__TASK GOAL__
Please restate each entry word for word.

*** Block opens ***

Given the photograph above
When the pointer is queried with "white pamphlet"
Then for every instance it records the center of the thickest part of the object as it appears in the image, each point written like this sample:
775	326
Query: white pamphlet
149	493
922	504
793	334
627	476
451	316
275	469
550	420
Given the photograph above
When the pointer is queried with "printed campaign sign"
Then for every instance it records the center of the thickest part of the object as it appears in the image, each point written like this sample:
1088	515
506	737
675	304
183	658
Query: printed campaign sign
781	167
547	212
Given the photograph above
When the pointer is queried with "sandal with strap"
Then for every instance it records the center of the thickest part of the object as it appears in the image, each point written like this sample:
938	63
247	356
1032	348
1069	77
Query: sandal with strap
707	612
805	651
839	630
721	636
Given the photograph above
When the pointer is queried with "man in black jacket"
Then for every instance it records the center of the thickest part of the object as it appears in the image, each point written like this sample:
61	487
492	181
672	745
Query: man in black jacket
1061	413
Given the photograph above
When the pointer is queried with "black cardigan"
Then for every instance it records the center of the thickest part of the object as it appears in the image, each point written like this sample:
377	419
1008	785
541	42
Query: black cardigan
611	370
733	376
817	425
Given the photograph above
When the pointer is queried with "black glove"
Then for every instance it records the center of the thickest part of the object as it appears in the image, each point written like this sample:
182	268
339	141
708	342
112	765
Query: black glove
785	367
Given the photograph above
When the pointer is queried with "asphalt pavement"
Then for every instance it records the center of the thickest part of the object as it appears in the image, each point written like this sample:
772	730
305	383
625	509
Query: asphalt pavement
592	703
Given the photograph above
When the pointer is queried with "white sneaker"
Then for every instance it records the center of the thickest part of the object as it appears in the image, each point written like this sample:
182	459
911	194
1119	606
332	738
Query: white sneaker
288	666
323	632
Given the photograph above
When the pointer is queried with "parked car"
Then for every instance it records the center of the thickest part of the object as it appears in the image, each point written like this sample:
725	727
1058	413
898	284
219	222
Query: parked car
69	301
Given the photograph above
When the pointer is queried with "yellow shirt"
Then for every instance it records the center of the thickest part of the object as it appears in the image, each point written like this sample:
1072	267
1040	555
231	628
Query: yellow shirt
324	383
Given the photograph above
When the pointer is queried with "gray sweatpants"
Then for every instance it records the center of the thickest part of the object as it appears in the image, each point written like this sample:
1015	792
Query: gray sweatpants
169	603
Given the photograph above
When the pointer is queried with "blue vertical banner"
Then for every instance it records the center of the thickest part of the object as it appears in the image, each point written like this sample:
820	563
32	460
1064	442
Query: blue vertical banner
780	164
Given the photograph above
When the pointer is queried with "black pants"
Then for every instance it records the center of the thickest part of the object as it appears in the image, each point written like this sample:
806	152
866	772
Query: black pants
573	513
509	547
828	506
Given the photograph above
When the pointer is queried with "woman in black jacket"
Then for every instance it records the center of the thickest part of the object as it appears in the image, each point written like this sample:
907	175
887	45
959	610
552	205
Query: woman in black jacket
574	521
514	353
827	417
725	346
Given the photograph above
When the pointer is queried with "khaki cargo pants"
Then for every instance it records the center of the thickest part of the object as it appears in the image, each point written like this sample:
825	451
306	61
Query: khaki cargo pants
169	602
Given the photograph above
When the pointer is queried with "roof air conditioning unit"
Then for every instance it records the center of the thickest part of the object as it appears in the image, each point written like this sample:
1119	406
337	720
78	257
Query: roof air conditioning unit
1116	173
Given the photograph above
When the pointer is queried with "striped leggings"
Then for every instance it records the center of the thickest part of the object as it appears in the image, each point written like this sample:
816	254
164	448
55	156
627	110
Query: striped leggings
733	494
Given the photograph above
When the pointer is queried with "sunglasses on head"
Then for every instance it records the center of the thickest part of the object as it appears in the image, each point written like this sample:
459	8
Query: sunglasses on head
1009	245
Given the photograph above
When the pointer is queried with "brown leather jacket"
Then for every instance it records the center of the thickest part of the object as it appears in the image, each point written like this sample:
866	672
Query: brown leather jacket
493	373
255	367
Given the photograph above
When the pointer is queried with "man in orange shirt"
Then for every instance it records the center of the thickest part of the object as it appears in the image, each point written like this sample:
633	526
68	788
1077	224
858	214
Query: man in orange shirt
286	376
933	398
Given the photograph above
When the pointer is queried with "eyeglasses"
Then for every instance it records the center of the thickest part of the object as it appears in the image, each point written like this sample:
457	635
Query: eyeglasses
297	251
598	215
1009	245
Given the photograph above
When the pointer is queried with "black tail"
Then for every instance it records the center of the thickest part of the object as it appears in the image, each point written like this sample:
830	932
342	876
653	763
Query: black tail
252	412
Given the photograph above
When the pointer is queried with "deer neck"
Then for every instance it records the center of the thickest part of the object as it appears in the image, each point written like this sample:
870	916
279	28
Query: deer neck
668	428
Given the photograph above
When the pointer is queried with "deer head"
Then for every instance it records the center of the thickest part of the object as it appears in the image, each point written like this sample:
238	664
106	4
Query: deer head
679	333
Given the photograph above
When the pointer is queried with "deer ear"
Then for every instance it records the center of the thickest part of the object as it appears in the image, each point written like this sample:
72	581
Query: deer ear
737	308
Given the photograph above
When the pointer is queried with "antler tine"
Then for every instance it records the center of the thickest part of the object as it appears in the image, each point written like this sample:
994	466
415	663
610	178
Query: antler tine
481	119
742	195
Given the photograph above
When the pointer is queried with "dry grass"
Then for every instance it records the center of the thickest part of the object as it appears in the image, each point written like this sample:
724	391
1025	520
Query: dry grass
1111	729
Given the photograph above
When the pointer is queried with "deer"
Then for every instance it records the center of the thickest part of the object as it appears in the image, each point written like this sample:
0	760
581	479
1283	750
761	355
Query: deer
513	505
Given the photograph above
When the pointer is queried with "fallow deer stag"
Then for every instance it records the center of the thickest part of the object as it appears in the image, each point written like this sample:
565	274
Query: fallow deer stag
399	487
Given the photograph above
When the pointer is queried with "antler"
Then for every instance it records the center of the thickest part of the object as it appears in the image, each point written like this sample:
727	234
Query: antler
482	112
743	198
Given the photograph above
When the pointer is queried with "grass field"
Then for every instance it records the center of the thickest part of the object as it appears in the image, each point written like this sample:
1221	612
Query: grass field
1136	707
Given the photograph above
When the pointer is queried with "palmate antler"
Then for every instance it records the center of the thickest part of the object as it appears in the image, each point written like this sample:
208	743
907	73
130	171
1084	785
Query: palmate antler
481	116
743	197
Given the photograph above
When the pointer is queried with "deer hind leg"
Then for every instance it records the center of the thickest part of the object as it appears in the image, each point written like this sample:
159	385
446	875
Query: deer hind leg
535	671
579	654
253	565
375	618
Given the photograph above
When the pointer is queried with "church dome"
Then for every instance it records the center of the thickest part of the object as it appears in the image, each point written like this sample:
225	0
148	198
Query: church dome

*** Block closes ***

__ANSWER SECTION__
Given the photograph above
When the pointer is queried with "white pamphlet"
Then for every instance it records the center of the thickest part of the object as it appears in the image, each point written like this sample:
775	326
Query: white pamphlet
149	493
922	504
793	334
627	476
451	316
275	469
550	420
Given the photograph above
When the pointer is queried with "printed campaign sign"
Then for every instance it records the center of the thickest part of the object as it appears in the image, each point written like this sample:
1088	515
506	737
675	304
183	658
Query: printed campaign sign
781	167
547	212
Given the photograph above
When the pointer is queried with "sandal with strap"
Then for every instance it records the center of the thickest part of the object as it appears in the image, each point written like this sample:
938	63
247	356
1032	348
1069	77
Query: sandal with strap
707	612
805	651
839	630
721	636
Given the photograph above
When the pointer is queried with "man in black jacket"
Then for every instance it records the center of the thickest part of the object as it appears in the image, each point written like this sample:
61	487
492	181
672	745
Query: man in black jacket
1061	413
Given the photograph above
When the pointer is queried with "black cardigan"
Then for every instance it records the center of the thickest part of the object as it appears in the image, each point written like this sample:
377	419
1008	785
541	42
Query: black cardigan
611	370
733	376
817	425
Given the photograph above
When the pointer is queried with "black glove"
Then for every instance it records the center of the thickest part of the object as it appears in the image, each point written like this sample:
182	268
339	141
708	342
112	765
Query: black glove
785	367
Given the photograph above
When the pointer is queried with "asphalt pavement"
Then for every instance it records the center of the thickest part of the object as it appears in the image, each point written like this sample:
772	730
305	383
625	509
Query: asphalt pavement
592	703
Given the photograph above
When the pointer is queried with "white sneaker"
Then for every instance it records the center of the thickest part of the object as it appears in the image, each point written like this sample:
182	459
911	194
1119	606
332	738
Query: white sneaker
288	666
323	632
Given the photograph above
When the pointer is queried with "parked car"
Then for every instance it records the center of the thickest part of the object as it appears in the image, each point written like this sample:
725	727
1058	413
898	284
219	222
Query: parked car
69	301
Given the photograph above
When the pointer is queried with "yellow shirt"
Then for every instance it records the center of the thickest part of the object as it appears in the image, each point written like this sample:
1072	267
1040	555
231	628
Query: yellow shirt
324	383
Given the photograph above
When the pointer is queried with "gray sweatpants"
Then for every instance it records the center of the thickest part of the object as it appears in the image, each point written like this sample:
1015	792
Query: gray sweatpants
169	603
Given the photograph above
When the pointer is queried with "blue vertical banner"
Then for every instance it records the center of the thickest part of the object as it appears in the image, each point written like this sample:
820	563
32	460
1064	442
Query: blue vertical banner
780	164
Given the photograph above
When the pointer is queried with "black pants"
Then for every instance it records the center of the thickest part of the object as it appears in the image, each point written like this sample:
806	152
866	772
Query: black pants
573	513
509	547
828	506
Given the photograph above
When the pointer is queried with "woman in black jacket"
Then for every instance it records the center of the thickest part of the object as it appears in the image, each point written like this sample:
907	175
887	45
959	610
552	205
Query: woman in black jacket
574	521
514	353
827	417
725	346
Given the photograph above
When the pointer is queried with "khaki cargo pants"
Then for every instance it records the center of the thickest part of the object as it appears in the image, each point written like this sample:
825	451
306	61
Query: khaki cargo pants
169	602
Given the photograph above
When the pointer is queried with "roof air conditioning unit"
Then for every instance it records the center of the thickest part of the object as it appears in the image, each point written like this sample:
1119	406
337	720
78	257
Query: roof air conditioning unit
1116	173
Given the photograph above
When the pointer is queried with "striped leggings"
Then for every instance it records the center of the thickest part of the object as it appears in the image, each point written like this sample:
816	254
164	448
55	156
627	110
Query: striped leggings
733	494
Given the photograph above
When the pointer is queried with "sunglasses on head"
Then for every instance it records the center of the thickest part of the object as it appears in the image, each point written like this sample:
459	8
Query: sunglasses on head
1009	245
Given the photograph above
When the pointer is queried with "brown leather jacket"
Then for every instance it records the center of the thickest part of the object as it appears in the image, each point written like this sample:
866	672
Query: brown leather jacket
493	373
255	367
Given the photograph above
When the pointer is queried with "man in orange shirt"
Then for every instance it records the center of the thickest part of the object as it appears in the image, each point written like this sample:
633	526
68	788
1077	224
858	214
Query: man in orange shirt
286	376
933	398
Given the photograph above
When the pointer is queried with "eyeglasses"
Then for every instance it records the center of the thickest part of the object as it appears in the image, each point written like this sample:
457	635
Query: eyeglasses
297	251
598	215
1009	245
Given the photograph above
When the pointer is queried with "black tail"
Then for every instance it records the center of the thickest part of the object as it appears in the image, each point written like this sample:
830	932
342	876
653	763
Query: black tail
252	412
Given the photograph above
When the pointer is queried with "deer neck"
Then for every instance it records the center of the thickest part of the object as it appears in the image, each point written like this sample:
870	916
279	28
Query: deer neck
668	428
Given the photograph above
When the pointer is queried with "deer head"
Then for every instance it records the center of the thickest part of the object as it appears in the image, each point written like this sample:
238	664
106	4
Query: deer head
679	333
Given the photograph above
When the pointer is queried with "deer ear"
Then for every instance it records the center of the thickest part of the object as it appears in the image, each point written like this sample:
72	581
Query: deer ear
737	308
Given the photograph above
When the pointer is queried with "antler tine"
Then for every instance it records the center of the thickest part of the object as it appears in the image, each point written like this sample:
994	466
415	663
610	178
Query: antler tine
481	119
742	195
Given the photograph above
When the pointer is queried with "dry grass"
Then for every instance it records the center of the thickest part of the object as it appears in the image, each point written like this sample:
724	391
1025	520
Query: dry grass
1111	729
Given the photograph above
When the pointer is queried with "deer"
Then for every instance it records the center of the thickest part of the object as it appears in the image, each point written like this sample:
0	760
581	479
1283	750
761	355
Query: deer
513	505
Given the photograph above
When the pointer is queried with "fallow deer stag"
Then for every instance it records the center of the thickest part of the object as it appears in the image, each point written like this sample:
565	274
Query: fallow deer stag
399	487
Given the photograph above
When the pointer is queried with "antler"
Then for every instance it records the center of the thickest part of the object as it appears in the image, each point written like this sample:
727	234
Query: antler
482	112
743	198
Given the photograph above
When the pointer is queried with "grass field"
Then for every instance it records the center of the thickest part of the object as it appears in the image, each point written like this sample:
1221	612
Query: grass field
1136	707
Given the photograph above
When the pointer is queried with "palmate antler"
Then for every instance it records the center of the thickest part of the object as it appears in the image, each point written like this sample:
208	743
907	73
130	171
1084	785
Query: palmate antler
481	116
743	197
Given the photograph above
When the pointer is queried with "deer hind leg"
Then for every instance it records the center of the thickest part of the object as it appears in the image, each point written like this sample:
159	385
446	875
Query: deer hind leg
535	671
579	654
253	565
375	618
Given the photograph above
When the pointer is queried with "church dome"
Then for every instance it records the center of the thickest part of the object as it appears in the image, each point written like this sample:
225	0
148	198
Query: church dome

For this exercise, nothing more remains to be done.